> Task set:
- 1) In the passage on US–Mexico border security, how many border agents were there in 2010?
- 2) Copy word for word the part of the passage on US–Mexico border security that opens with "The Obama Administration completed" and closes with "and Mazzetti, 2011).".

> Text provided:
──────────────────────────────

President George W. Bush adopted the Secure Fence Act of 2006 to construct 700 miles (1126 km) of high-security fencing and additional checkpoints on the US–Mexico border (Brown, 2010; The White House, 2006). The subsequent construction work caused a diplomatic rift between the USA and Mexico, disrupting border security cooperation between the two countries. The fencing also triggered vociferous opposition from residents on the US side of the border. Local communities along the border protested against the Act on the grounds that the border security infrastructure would have detrimental effects on livestock, wildlife mobility, irrigation, and commerce between the two countries (Sung, 2007). South Texans voiced their criticism towards the proposed border wall in city council meetings and protests under the banners ‘The river is what connects, not divides us’ and ‘No wall between amigos’ (Sundberg, 2013: 54). The Texas Border Coalition, including mayors, county judges, and business leaders, also voiced their objections. Despite fierce opposition from the Mexican government and local landowners and activists, the Secure Fence Act was implemented.
The Obama Administration completed the remaining border fences as envisioned by the Secure Fence Act, and increased the number of border agents from 10,000 in 2004 to 20,700 in 2010 (Obama, 2011). As of 2010, 1200 National Guard troops were also deployed along the border (Mason, 2010). The Obama Administration worked closely with Mexico to prevent drug trafficking across the border. As a result of these efforts, illegal drugs seized by the Department of Homeland Security increased by 31%, and the number of seized weapons increased by 64% from 2008 to 2011 (Obama, 2011). In 2011, the Central Intelligence Agency (CIA) and the Mexican military started joint operations against drug cartels (Thomson, 2011). US authorities also started to use drones to track the activities of Mexican cartels (Thompson and Mazzetti, 2011).
The erection of ‘high-security’ fencing on the US–Mexico border failed to deter undocumented immigration from Mexico (Masse et al., 2002). While the construction of new fencing in California made unauthorized crossing more difficult, trafficking routes moved to the more dangerous desert areas in Arizona, causing migrant deaths to increase significantly (Boyce et al., 2019; Sundberg, 2013). Contrary to expectations, border fencing encouraged the trafficking economy, and fused drug trafficking with human trafficking (Brown, 2010; Verisk, 2017). Between 1990 and 2016, drug cartels dug more than 200 tunnels under the US–Mexico border. Concomitant with the construction of fences and militarization of the border in the 1990s, tunnels became more sophisticated. Cartels also started to use drones, catapults and joint drainage systems between border towns to smuggle illegal goods (Felbab-Brown, 2017).

──────────────────────────────

> Data supplied:
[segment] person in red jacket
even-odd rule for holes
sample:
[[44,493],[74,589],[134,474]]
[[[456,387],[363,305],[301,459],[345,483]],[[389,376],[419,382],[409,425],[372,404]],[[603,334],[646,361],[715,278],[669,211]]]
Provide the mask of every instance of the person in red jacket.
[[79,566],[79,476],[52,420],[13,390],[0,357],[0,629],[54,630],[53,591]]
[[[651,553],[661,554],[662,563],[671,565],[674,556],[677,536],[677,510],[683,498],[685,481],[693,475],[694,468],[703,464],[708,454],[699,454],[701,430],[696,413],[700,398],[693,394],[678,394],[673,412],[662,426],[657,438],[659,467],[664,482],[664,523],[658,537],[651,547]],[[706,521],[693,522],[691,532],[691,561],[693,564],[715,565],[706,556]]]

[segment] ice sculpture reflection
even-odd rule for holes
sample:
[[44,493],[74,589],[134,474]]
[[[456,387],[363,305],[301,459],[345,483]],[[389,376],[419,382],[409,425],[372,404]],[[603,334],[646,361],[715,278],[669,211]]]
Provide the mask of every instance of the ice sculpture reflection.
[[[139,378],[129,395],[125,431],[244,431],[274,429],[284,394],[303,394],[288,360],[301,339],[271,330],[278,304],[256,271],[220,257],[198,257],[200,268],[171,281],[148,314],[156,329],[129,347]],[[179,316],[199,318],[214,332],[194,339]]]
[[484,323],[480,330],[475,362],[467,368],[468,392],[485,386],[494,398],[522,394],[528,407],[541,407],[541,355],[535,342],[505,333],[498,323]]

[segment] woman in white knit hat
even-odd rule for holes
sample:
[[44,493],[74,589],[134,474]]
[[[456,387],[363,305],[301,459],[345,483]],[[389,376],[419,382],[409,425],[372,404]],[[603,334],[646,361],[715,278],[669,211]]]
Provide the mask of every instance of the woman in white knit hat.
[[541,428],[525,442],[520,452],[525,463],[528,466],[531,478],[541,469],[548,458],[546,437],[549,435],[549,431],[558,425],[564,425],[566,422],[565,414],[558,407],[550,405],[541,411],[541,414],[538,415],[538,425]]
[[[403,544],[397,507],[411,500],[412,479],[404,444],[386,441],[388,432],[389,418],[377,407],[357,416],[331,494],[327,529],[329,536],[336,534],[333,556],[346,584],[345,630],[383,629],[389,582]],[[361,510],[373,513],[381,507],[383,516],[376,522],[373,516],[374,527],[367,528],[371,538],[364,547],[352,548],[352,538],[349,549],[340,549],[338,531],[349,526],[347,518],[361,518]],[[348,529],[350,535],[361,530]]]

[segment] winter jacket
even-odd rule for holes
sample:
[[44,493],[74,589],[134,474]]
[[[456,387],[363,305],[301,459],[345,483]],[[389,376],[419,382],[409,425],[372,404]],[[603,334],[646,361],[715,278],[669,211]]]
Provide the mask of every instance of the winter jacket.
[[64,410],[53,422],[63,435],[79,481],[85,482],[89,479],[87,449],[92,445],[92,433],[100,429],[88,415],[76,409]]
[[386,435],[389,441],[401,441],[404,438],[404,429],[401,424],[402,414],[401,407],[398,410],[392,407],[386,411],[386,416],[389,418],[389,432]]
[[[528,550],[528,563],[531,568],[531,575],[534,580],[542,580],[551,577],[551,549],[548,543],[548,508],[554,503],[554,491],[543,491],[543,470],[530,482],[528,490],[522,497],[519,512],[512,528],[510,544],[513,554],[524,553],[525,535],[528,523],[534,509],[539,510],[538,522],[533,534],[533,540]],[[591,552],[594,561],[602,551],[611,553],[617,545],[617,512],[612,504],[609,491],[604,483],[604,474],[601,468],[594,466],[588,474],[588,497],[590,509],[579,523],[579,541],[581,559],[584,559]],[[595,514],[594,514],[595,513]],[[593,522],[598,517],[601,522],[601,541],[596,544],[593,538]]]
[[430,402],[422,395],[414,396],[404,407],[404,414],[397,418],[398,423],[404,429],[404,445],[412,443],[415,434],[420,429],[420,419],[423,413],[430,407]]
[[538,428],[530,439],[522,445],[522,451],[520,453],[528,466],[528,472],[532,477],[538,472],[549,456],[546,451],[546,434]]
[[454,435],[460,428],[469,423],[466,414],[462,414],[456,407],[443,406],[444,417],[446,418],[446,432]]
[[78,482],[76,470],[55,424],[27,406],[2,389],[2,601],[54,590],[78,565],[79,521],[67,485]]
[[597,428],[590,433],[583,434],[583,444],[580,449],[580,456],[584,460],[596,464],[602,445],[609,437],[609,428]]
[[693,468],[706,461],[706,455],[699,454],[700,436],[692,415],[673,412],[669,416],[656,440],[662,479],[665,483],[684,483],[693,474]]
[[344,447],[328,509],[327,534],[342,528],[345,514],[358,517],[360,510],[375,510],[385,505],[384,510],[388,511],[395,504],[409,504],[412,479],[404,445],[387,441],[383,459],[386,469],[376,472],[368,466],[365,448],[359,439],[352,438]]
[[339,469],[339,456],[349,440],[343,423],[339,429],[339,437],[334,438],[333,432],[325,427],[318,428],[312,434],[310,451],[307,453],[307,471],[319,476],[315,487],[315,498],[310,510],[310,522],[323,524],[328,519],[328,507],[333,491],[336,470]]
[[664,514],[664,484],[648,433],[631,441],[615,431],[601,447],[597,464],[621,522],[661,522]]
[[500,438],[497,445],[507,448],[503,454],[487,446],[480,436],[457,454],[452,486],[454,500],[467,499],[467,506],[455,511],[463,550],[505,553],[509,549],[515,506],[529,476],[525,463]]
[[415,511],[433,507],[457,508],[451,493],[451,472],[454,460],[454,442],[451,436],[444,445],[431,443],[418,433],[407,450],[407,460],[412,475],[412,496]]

──────────────────────────────

> Worked answers:
- 1) 20,700

- 2)
The Obama Administration completed the remaining border fences as envisioned by the Secure Fence Act, and increased the number of border agents from 10,000 in 2004 to 20,700 in 2010 (Obama, 2011). As of 2010, 1200 National Guard troops were also deployed along the border (Mason, 2010). The Obama Administration worked closely with Mexico to prevent drug trafficking across the border. As a result of these efforts, illegal drugs seized by the Department of Homeland Security increased by 31%, and the number of seized weapons increased by 64% from 2008 to 2011 (Obama, 2011). In 2011, the Central Intelligence Agency (CIA) and the Mexican military started joint operations against drug cartels (Thomson, 2011). US authorities also started to use drones to track the activities of Mexican cartels (Thompson and Mazzetti, 2011).